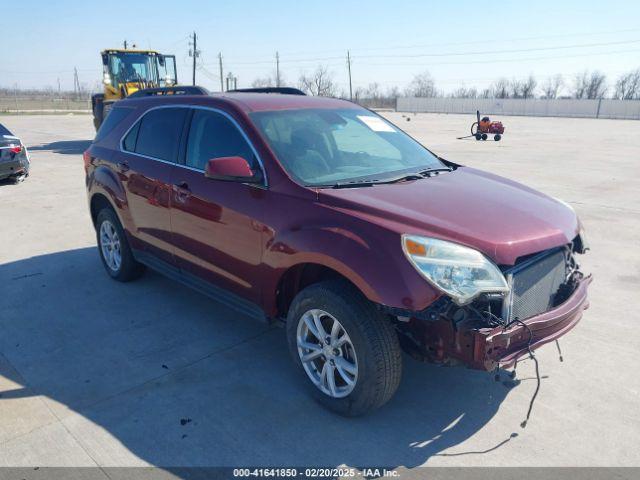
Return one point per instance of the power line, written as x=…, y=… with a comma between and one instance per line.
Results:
x=452, y=54
x=453, y=44
x=491, y=52
x=509, y=60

══════════════════════════════

→ **ASSIGNMENT**
Every entry above needs to be printed again exactly, with its pictures left out.

→ **ANSWER TO THE EXERCISE**
Return one point per instance of the power line, written as x=…, y=… with a comma between and one instance per line.
Results:
x=452, y=54
x=453, y=44
x=491, y=52
x=509, y=60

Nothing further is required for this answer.